» **TASK BRIEF**:
Only a slice of the listing below is wanted. Retype the lines from the one containing "Task: one point marks each instance of the vintage" through the one containing "Task: one point marks each instance of the rough", exactly, both ends included.

◆ ◆ ◆

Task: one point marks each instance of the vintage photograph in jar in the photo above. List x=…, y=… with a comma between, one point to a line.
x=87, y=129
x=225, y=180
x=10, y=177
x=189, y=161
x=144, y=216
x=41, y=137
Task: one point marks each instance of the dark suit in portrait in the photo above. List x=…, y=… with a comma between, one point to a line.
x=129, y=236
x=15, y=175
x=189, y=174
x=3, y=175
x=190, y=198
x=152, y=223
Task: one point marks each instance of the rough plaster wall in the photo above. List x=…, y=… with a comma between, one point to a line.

◆ ◆ ◆

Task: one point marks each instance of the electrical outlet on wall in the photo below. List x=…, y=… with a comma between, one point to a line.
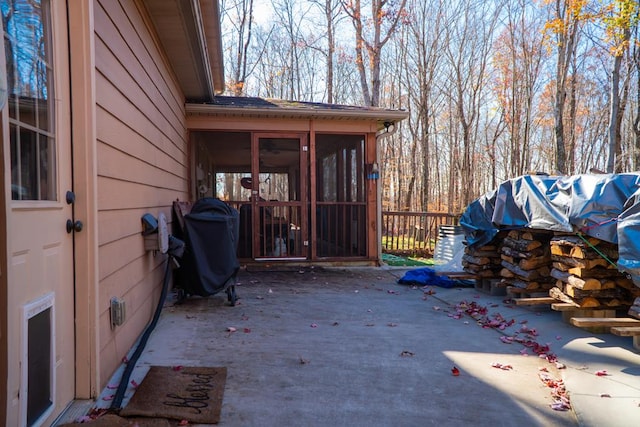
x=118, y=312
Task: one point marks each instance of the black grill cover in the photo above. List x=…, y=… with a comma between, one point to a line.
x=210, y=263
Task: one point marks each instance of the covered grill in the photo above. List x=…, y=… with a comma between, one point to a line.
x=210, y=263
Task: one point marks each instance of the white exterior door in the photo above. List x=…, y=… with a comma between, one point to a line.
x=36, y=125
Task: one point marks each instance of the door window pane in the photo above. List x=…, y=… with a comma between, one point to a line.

◆ ◆ ◆

» **ANSWER TO THIS TASK**:
Task: one point marks each instance of the vintage photograph in jar in the photo above. List x=…, y=… with a comma between, one point to a line.
x=87, y=129
x=225, y=180
x=10, y=177
x=189, y=161
x=144, y=216
x=41, y=137
Task: one point marks each instance of the dark suit in portrait in the photo above. List x=…, y=… with a comma between, one point to a line.
x=129, y=236
x=15, y=175
x=189, y=174
x=3, y=175
x=190, y=198
x=152, y=223
Task: one point marks each instance of the rough plaster wall in the photo above. List x=…, y=… with a comma between, one point to a line.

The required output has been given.